▸ **Required actions**:
1 - What daily minimum of therapy does the inpatient rehabilitation text state?
2 - Reproduce the inpatient rehabilitation text word for word, starting at "Why is this" and ending at "after leaving Children’s.".
3 - Resume the inpatient rehabilitation text, writing on from its final sentence.

▸ **Page excerpt**:
Inpatient Rehabilitation Volumes and Outcomes

In 2013, 95 percent of inpatients returned home.

What does this data mean?
For 2013, the Inpatient Rehabilitation Program discharged 95 percent of patients compared to 88 percent of patients at national facilities. This means more of our patients were able to return home compared to the national average for other pediatric rehabilitation facilities.

Why is this important?
This is important because our patients have the team, environment and support needed to reach a level of independence where they can begin to reintegrate into their community.

How does Children’s make sure we are giving high-quality care?

  • We provide therapy seven days a week with a minimum of three hours of therapy a day, including special outings to practice skills and home evaluations to work on self-help skills.
  • We work as a team to prepare the patient to return home and to school. Patient and family education teaches parents how to care for their child after leaving Children’s.

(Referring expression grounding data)

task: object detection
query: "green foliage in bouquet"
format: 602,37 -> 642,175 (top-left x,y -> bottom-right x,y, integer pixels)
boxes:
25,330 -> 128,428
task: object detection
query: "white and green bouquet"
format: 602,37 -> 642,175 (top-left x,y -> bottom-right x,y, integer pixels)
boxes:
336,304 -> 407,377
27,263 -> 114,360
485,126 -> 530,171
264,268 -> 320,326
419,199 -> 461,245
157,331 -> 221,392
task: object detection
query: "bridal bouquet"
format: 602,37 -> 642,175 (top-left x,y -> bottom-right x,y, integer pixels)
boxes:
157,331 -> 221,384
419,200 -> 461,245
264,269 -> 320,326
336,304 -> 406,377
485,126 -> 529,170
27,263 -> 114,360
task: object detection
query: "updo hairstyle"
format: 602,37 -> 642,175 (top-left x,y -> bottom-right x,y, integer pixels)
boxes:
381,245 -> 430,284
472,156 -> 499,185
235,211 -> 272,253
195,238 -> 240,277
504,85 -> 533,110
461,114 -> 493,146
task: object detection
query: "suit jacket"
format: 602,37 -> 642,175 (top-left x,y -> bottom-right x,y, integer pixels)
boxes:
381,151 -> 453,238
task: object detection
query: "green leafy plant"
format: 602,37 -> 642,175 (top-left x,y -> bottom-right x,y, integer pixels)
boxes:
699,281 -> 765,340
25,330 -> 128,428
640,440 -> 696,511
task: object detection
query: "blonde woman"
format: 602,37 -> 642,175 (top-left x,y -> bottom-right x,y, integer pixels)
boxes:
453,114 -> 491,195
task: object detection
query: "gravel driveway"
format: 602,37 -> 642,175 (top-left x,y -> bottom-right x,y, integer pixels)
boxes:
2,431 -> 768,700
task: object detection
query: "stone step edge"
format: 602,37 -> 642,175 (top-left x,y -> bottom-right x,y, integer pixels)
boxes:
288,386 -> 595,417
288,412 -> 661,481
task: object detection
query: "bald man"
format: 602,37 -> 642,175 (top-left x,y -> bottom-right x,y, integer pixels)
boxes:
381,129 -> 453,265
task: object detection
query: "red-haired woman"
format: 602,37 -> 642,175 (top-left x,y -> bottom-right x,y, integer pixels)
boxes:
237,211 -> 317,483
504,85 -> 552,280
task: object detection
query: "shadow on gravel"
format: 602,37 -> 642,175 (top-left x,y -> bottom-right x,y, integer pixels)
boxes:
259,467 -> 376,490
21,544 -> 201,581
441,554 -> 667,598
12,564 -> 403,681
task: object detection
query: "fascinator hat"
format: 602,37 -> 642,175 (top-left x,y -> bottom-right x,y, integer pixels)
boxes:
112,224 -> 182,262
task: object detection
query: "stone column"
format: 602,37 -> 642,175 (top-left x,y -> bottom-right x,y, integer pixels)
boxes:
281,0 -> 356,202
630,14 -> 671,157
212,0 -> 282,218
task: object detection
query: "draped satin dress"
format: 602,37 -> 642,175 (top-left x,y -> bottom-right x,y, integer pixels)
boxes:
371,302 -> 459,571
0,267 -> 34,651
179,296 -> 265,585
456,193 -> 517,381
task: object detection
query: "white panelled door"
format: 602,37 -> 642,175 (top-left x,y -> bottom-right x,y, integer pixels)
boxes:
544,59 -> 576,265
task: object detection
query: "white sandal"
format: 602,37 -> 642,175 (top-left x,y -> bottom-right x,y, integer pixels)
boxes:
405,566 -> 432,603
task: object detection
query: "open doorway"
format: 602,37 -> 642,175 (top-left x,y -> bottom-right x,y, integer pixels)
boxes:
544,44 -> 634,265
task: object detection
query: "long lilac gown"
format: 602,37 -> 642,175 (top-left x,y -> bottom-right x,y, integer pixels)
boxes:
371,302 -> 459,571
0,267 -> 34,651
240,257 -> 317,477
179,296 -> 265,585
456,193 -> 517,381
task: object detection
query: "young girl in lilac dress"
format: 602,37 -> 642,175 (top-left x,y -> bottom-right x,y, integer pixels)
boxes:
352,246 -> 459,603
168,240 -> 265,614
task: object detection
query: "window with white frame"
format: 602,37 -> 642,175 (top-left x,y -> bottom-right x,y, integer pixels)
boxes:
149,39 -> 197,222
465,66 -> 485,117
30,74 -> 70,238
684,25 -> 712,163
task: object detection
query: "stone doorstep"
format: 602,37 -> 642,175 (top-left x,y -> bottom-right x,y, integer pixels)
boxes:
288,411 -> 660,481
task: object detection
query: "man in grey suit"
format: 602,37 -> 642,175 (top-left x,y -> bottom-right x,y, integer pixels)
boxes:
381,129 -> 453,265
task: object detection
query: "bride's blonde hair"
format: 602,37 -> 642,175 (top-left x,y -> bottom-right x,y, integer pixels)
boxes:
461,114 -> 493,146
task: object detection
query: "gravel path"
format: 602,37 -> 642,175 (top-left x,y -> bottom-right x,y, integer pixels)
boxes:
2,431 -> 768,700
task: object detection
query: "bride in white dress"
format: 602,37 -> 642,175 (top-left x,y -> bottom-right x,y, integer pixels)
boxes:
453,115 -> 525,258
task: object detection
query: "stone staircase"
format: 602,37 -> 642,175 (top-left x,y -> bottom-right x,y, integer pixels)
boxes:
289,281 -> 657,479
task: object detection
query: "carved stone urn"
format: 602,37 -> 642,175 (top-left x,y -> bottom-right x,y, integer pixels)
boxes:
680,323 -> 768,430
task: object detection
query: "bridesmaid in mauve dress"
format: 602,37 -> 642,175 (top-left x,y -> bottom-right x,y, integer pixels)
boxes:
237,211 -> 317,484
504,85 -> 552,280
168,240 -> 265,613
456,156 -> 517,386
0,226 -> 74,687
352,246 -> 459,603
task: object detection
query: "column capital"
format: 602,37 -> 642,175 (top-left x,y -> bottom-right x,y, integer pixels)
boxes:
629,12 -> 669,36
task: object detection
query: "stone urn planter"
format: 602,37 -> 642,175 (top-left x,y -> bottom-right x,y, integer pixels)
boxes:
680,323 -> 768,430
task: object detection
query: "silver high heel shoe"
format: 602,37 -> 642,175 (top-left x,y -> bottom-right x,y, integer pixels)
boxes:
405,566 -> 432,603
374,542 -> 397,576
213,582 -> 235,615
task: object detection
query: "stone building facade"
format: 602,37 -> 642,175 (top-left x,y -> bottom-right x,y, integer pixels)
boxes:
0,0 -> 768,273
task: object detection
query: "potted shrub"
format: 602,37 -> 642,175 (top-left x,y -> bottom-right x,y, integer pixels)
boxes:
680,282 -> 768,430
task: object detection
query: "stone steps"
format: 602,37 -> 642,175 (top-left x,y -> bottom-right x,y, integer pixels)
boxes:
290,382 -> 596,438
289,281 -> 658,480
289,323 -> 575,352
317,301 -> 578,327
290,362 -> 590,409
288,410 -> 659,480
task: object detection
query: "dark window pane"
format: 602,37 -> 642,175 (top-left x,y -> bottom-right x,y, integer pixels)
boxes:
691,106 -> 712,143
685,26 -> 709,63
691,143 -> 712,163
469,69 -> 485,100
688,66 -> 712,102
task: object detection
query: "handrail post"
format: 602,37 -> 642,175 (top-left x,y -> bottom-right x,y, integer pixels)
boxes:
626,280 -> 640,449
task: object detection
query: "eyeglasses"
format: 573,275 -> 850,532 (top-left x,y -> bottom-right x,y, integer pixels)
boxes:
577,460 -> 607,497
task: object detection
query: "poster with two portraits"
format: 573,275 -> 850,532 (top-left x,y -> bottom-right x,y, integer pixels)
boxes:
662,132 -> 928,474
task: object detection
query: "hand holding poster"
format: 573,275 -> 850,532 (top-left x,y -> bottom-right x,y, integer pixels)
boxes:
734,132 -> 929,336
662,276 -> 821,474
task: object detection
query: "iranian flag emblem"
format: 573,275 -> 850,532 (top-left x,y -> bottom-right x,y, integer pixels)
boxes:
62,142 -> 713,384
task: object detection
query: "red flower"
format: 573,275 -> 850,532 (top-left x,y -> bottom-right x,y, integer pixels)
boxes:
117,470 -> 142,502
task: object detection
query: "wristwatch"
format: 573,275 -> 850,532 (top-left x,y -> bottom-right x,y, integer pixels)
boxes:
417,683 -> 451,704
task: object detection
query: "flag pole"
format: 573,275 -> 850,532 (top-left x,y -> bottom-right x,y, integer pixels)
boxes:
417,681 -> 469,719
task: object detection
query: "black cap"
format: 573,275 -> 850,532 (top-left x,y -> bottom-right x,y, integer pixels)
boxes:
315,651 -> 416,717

▸ **Answers to the exercises**:
1 - Three hours of therapy a day.

2 -
Why is this important?
This is important because our patients have the team, environment and support needed to reach a level of independence where they can begin to reintegrate into their community.

How does Children’s make sure we are giving high-quality care?

  • We provide therapy seven days a week with a minimum of three hours of therapy a day, including special outings to practice skills and home evaluations to work on self-help skills.
  • We work as a team to prepare the patient to return home and to school. Patient and family education teaches parents how to care for their child after leaving Children’s.

3 -
  • Our certified teachers work with the family to guide them through the process of returning to school—from elementary school to college. They also work with the patient’s school to provide education about the patient’s condition and needs.
  • Age and developmentally appropriate activities and recreational outings help patients relearn and practice everyday things, like using public transportation and buying groceries.
  • Our social workers identify resources in the community to assist and support the patient and family after discharge.

Patient discharge to home/community is reported by Uniform Data System for Medical Rehabilitation (UDSMR). UDSMR compares Children’s to other pediatric programs in the nation.